• **Required task**
Rewrite the stretch of the listing below from the line containing "Where can you spot the black gloves" through the end of the listing, replacing "marker" with "dot" and leaving everything else unchanged. Omit the pictures from your answer.

• **Provided material**
▶

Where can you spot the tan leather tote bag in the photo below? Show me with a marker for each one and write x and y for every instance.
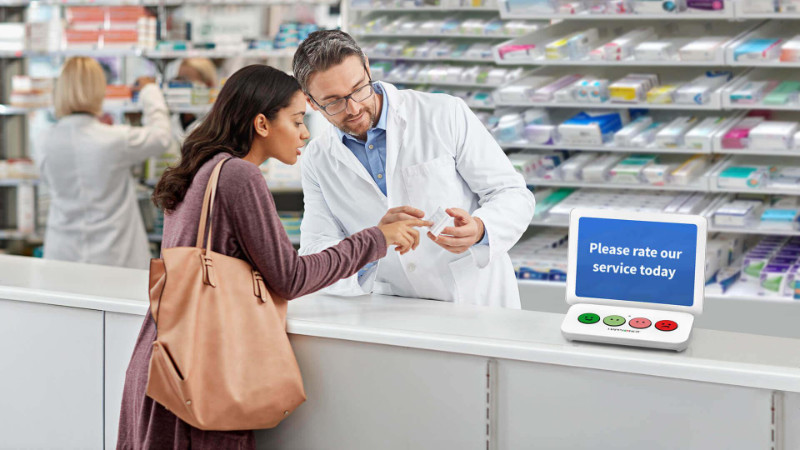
(222, 359)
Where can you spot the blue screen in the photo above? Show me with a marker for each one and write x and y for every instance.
(651, 262)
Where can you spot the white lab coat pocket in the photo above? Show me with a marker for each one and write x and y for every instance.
(467, 280)
(433, 184)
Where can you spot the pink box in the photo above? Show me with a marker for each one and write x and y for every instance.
(737, 136)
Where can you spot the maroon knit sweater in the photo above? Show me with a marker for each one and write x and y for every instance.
(246, 226)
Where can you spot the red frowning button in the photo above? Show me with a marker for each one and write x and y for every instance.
(666, 325)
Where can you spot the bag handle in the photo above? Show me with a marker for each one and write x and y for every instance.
(208, 207)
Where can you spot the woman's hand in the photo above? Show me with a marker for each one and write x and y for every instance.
(403, 234)
(142, 82)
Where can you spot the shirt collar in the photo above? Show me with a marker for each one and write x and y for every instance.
(381, 125)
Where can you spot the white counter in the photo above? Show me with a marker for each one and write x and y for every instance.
(713, 356)
(721, 358)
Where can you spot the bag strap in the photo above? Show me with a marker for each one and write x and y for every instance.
(208, 207)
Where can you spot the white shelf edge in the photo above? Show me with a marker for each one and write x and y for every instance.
(605, 63)
(435, 36)
(443, 83)
(5, 182)
(694, 187)
(379, 8)
(677, 151)
(681, 16)
(18, 235)
(723, 297)
(374, 57)
(610, 105)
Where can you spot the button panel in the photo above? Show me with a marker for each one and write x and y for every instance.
(614, 321)
(588, 318)
(666, 325)
(638, 323)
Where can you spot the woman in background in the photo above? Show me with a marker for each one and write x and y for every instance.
(86, 165)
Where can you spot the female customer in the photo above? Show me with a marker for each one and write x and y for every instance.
(258, 115)
(94, 215)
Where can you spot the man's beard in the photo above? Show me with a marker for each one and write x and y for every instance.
(373, 120)
(353, 133)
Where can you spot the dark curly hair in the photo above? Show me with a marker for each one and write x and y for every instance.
(228, 127)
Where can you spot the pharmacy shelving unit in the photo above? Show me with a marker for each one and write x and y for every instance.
(737, 21)
(359, 12)
(14, 120)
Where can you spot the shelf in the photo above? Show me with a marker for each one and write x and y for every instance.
(723, 15)
(374, 57)
(443, 83)
(156, 54)
(19, 236)
(711, 106)
(745, 151)
(14, 110)
(760, 64)
(94, 53)
(525, 146)
(216, 54)
(756, 106)
(606, 63)
(739, 291)
(5, 182)
(768, 16)
(435, 36)
(766, 190)
(758, 229)
(697, 186)
(11, 55)
(411, 9)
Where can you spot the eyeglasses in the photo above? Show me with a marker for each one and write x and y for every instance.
(339, 105)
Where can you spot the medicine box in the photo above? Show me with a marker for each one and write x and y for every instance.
(773, 135)
(738, 177)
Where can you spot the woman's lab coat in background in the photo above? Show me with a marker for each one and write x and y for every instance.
(438, 155)
(86, 165)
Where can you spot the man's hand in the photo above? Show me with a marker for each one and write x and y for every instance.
(401, 213)
(467, 232)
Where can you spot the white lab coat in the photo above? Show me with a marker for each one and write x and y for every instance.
(94, 215)
(438, 155)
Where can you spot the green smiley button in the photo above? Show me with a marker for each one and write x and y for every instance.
(614, 321)
(588, 318)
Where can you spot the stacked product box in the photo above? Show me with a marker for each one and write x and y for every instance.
(541, 257)
(774, 265)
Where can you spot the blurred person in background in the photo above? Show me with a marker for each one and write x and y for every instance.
(86, 165)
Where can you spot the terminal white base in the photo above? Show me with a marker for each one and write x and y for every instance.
(637, 327)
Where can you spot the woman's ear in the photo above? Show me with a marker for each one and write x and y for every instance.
(261, 125)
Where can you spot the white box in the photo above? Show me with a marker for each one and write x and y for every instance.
(703, 49)
(671, 136)
(772, 135)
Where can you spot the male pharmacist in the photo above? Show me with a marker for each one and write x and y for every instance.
(393, 155)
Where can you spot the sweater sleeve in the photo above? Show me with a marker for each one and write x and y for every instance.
(266, 245)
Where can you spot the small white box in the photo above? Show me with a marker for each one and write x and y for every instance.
(701, 136)
(598, 170)
(770, 135)
(624, 137)
(672, 135)
(703, 49)
(655, 51)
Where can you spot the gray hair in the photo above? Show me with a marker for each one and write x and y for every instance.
(322, 50)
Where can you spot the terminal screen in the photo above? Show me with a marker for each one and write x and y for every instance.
(632, 260)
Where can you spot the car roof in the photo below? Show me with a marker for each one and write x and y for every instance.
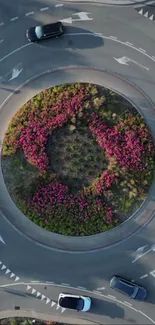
(123, 285)
(69, 302)
(53, 27)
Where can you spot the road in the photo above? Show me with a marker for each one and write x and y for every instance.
(24, 260)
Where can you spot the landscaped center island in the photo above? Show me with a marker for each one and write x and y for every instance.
(77, 159)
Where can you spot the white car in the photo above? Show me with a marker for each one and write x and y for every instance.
(78, 303)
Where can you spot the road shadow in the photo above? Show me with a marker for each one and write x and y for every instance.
(109, 309)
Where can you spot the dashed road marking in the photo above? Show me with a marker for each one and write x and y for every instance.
(59, 5)
(126, 302)
(14, 18)
(144, 276)
(45, 8)
(111, 297)
(142, 49)
(113, 37)
(29, 13)
(81, 287)
(65, 284)
(129, 43)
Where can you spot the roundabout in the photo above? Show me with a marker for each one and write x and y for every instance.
(29, 259)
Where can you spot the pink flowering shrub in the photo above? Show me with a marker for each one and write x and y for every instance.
(126, 143)
(54, 201)
(130, 144)
(31, 132)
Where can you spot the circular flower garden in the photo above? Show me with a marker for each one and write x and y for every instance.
(77, 159)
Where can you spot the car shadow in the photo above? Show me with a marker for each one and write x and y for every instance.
(109, 309)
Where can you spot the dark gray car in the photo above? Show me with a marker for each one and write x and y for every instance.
(38, 33)
(128, 288)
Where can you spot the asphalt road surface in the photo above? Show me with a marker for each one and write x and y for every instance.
(95, 43)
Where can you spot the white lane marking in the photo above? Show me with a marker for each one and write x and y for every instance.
(18, 49)
(127, 303)
(113, 37)
(65, 284)
(153, 273)
(12, 275)
(124, 61)
(113, 297)
(144, 276)
(115, 40)
(81, 287)
(14, 18)
(15, 73)
(59, 5)
(153, 246)
(47, 300)
(1, 239)
(128, 43)
(33, 291)
(87, 291)
(3, 267)
(29, 13)
(27, 288)
(83, 16)
(142, 49)
(53, 303)
(45, 8)
(43, 297)
(146, 316)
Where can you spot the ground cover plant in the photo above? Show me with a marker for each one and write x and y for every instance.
(77, 159)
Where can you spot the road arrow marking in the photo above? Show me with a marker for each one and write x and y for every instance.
(124, 60)
(15, 73)
(7, 271)
(33, 291)
(43, 297)
(152, 249)
(1, 239)
(153, 273)
(28, 288)
(53, 303)
(62, 310)
(83, 16)
(12, 275)
(144, 276)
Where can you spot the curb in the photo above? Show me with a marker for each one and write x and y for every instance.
(119, 3)
(92, 243)
(46, 317)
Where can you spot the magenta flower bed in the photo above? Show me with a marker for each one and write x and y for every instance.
(125, 142)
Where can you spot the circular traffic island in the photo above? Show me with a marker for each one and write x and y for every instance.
(77, 159)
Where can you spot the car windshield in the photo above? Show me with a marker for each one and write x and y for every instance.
(126, 288)
(71, 302)
(39, 31)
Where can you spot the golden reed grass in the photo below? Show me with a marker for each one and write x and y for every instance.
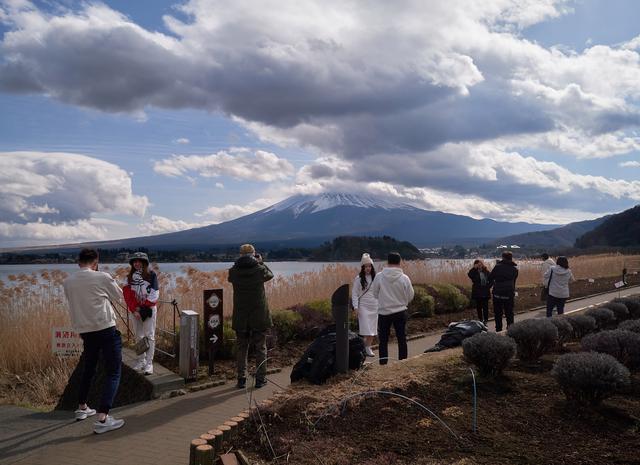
(34, 303)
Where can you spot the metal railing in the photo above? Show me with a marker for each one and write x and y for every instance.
(172, 331)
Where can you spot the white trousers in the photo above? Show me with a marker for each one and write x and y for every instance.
(145, 328)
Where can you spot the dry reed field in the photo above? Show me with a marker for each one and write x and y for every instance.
(33, 304)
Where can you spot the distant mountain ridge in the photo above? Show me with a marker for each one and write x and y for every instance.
(310, 220)
(619, 230)
(562, 237)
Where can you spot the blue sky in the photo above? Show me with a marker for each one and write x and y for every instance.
(131, 118)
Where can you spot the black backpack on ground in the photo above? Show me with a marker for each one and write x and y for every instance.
(317, 364)
(456, 333)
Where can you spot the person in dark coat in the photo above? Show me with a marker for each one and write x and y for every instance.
(480, 289)
(251, 318)
(503, 280)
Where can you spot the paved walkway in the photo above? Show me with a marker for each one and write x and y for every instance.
(158, 432)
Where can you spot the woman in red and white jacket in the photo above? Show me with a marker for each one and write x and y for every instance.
(141, 294)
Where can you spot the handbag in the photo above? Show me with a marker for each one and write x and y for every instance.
(545, 290)
(142, 345)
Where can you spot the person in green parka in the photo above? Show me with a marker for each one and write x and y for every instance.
(251, 317)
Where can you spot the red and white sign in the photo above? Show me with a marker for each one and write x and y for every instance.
(65, 342)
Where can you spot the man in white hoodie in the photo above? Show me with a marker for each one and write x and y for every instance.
(547, 263)
(89, 293)
(394, 291)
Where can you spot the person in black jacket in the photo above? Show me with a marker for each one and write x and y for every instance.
(503, 280)
(480, 289)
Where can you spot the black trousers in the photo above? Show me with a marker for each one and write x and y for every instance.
(503, 305)
(109, 343)
(482, 307)
(398, 321)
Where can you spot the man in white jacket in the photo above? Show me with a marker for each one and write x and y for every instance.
(394, 291)
(89, 293)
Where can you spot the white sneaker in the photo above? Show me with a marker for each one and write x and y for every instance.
(148, 370)
(109, 424)
(82, 414)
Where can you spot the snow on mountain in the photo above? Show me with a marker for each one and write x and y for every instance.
(308, 204)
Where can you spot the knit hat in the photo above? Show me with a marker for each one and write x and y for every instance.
(247, 249)
(143, 257)
(366, 259)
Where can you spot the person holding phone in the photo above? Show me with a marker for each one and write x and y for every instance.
(141, 294)
(89, 294)
(251, 317)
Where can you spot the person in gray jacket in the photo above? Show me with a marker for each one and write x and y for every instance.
(89, 293)
(558, 277)
(393, 290)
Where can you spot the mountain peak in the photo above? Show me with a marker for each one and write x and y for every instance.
(315, 203)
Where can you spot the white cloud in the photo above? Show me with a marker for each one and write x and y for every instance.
(58, 193)
(233, 211)
(239, 163)
(160, 224)
(451, 99)
(63, 232)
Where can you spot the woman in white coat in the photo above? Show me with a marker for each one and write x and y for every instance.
(557, 279)
(365, 304)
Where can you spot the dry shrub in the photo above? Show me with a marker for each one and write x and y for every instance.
(632, 304)
(623, 345)
(630, 325)
(534, 338)
(490, 352)
(589, 378)
(620, 311)
(604, 317)
(565, 330)
(582, 325)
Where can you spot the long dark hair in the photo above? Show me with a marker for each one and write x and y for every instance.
(483, 268)
(146, 275)
(363, 276)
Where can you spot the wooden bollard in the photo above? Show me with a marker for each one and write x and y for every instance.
(192, 449)
(210, 438)
(234, 428)
(226, 432)
(204, 455)
(217, 439)
(239, 420)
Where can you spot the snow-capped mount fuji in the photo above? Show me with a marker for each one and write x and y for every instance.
(308, 204)
(309, 220)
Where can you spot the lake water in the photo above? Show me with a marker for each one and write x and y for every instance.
(278, 268)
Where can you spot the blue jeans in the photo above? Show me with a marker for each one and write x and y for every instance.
(109, 342)
(399, 321)
(555, 302)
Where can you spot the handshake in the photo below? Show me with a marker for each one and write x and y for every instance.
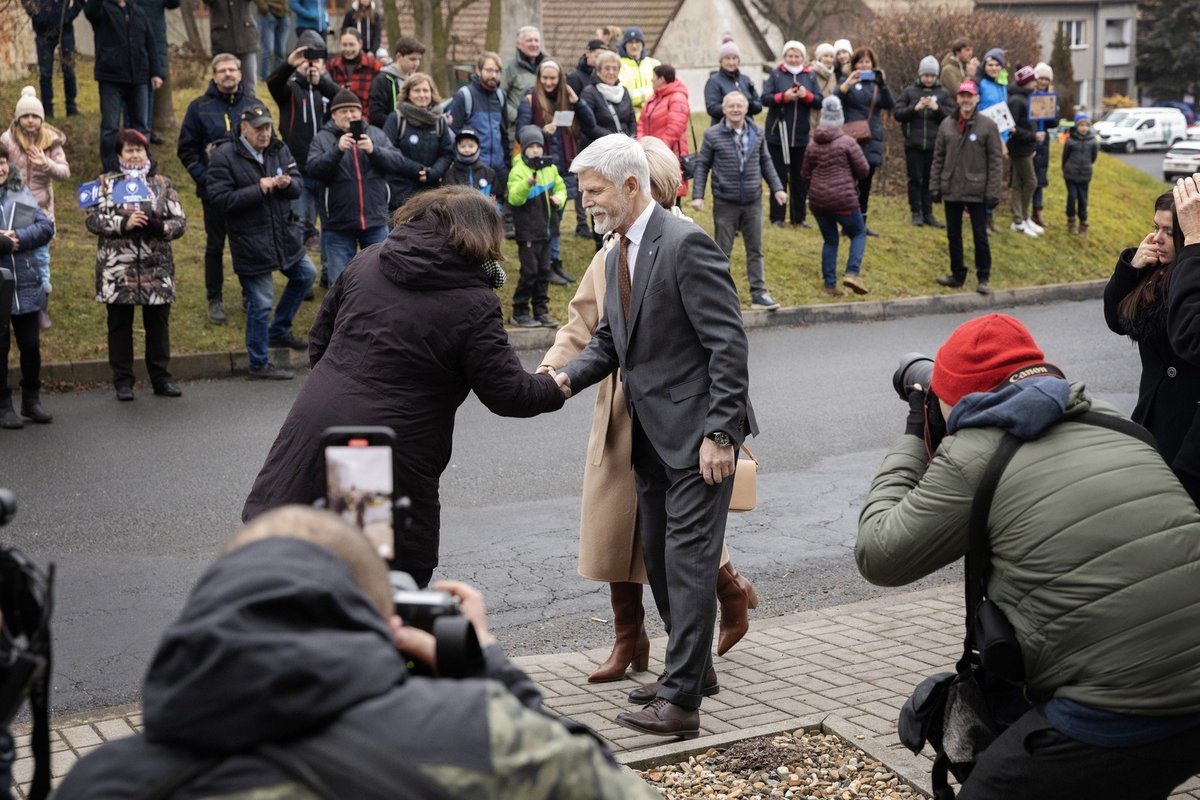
(561, 378)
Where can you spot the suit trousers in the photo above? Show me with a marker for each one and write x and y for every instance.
(682, 524)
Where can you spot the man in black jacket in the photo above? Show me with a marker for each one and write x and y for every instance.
(303, 89)
(1021, 145)
(291, 641)
(253, 179)
(126, 70)
(210, 119)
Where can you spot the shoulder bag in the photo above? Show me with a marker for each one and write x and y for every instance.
(861, 130)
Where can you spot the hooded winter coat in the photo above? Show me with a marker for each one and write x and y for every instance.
(40, 180)
(354, 192)
(833, 166)
(125, 47)
(795, 115)
(407, 331)
(30, 295)
(384, 94)
(1078, 156)
(264, 235)
(921, 127)
(211, 118)
(1095, 545)
(136, 268)
(279, 645)
(301, 108)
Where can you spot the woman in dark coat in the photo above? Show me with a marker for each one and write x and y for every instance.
(867, 100)
(408, 330)
(609, 101)
(420, 132)
(1135, 304)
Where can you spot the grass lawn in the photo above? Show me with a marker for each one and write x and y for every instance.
(901, 263)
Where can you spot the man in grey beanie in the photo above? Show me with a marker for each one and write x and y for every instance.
(919, 109)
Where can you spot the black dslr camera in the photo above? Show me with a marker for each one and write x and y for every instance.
(911, 382)
(438, 613)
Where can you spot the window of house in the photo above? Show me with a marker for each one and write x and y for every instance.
(1073, 31)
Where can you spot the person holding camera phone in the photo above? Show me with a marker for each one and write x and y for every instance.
(1095, 548)
(289, 654)
(351, 161)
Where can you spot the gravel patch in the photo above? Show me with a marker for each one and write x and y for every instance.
(802, 765)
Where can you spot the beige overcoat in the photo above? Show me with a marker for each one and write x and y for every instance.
(610, 548)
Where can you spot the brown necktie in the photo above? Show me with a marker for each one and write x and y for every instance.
(624, 283)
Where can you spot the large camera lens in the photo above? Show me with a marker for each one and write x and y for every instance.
(915, 370)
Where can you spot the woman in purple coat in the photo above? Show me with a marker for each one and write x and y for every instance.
(408, 330)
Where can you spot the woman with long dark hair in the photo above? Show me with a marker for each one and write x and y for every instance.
(408, 330)
(1135, 305)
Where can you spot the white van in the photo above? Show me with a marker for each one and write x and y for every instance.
(1137, 128)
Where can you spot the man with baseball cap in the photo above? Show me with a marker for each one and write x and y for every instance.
(969, 164)
(1095, 554)
(253, 179)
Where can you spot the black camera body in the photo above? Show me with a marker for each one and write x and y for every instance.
(438, 613)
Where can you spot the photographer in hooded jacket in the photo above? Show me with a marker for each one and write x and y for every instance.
(1095, 548)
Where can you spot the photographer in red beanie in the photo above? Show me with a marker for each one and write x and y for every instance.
(1095, 559)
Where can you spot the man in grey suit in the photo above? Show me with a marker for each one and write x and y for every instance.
(672, 323)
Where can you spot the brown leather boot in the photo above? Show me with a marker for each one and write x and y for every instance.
(633, 647)
(735, 595)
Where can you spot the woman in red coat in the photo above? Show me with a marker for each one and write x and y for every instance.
(667, 115)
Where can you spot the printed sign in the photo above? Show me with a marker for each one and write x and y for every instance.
(1044, 106)
(1000, 115)
(88, 194)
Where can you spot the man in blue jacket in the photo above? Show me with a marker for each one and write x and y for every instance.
(54, 28)
(211, 119)
(479, 106)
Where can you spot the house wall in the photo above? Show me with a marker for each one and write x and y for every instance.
(17, 53)
(690, 41)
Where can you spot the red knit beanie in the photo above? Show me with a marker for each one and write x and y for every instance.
(981, 354)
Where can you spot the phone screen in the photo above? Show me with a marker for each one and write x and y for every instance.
(359, 488)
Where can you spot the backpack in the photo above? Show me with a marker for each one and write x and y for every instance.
(27, 601)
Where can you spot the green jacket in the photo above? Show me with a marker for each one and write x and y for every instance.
(1096, 554)
(533, 214)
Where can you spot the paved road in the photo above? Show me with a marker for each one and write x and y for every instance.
(132, 499)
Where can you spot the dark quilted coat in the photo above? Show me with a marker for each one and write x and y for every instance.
(405, 335)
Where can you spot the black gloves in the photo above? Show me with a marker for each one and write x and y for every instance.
(915, 423)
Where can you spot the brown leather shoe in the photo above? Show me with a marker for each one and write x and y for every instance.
(633, 647)
(647, 692)
(663, 717)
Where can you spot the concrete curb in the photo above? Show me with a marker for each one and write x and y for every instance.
(199, 366)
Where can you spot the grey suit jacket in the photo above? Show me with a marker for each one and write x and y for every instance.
(683, 354)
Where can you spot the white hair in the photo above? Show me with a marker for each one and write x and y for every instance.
(617, 157)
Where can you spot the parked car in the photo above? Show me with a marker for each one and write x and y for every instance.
(1137, 128)
(1181, 161)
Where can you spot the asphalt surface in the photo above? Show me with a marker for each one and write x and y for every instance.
(132, 500)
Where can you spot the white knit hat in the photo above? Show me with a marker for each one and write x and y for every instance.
(792, 44)
(29, 104)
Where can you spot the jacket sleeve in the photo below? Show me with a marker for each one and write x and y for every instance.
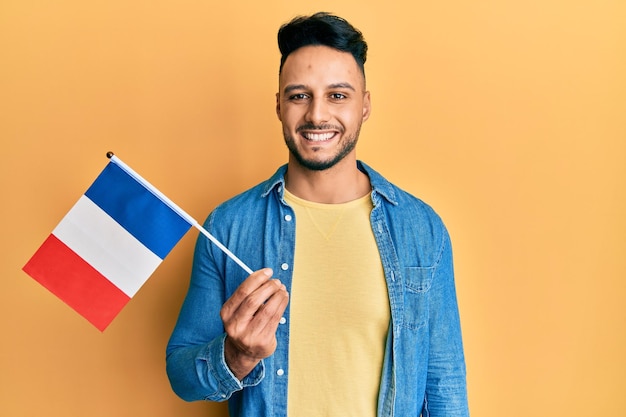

◀

• **Solution to this exercise**
Where can you spot the black gloves in the photo above? Show me with a dot for each one and write x and y for every instance.
(915, 423)
Where can you spot the brown leather shoe in the photo above? Show me with a dot for each one and write x and y for every instance.
(633, 647)
(647, 692)
(663, 717)
Where can you spot the concrete curb in the photo above? Show me with a dot for each one and write x and y for every instance.
(199, 366)
Where can you spot the grey suit jacket in the photo above? Show me with a dot for each one and write x and y for every instance.
(683, 354)
Where can you spot the white hair in the photo above? Show me with a dot for each one and write x and y for every instance.
(617, 157)
Where can you spot the parked car in the photo above? Show me with a dot for each one and write x and y for every instance.
(1137, 128)
(1181, 161)
Where can you spot the asphalt surface in the photo above? Show me with a dot for each one and write x and y for every instance.
(132, 500)
Where can you spot the white knit hat in the photo above? Show me with a dot for each one and write x and y for every instance.
(792, 44)
(29, 104)
Where can you spot the jacket sleeve in the photo below? Show me with a dot for each one and write x and y for every instance.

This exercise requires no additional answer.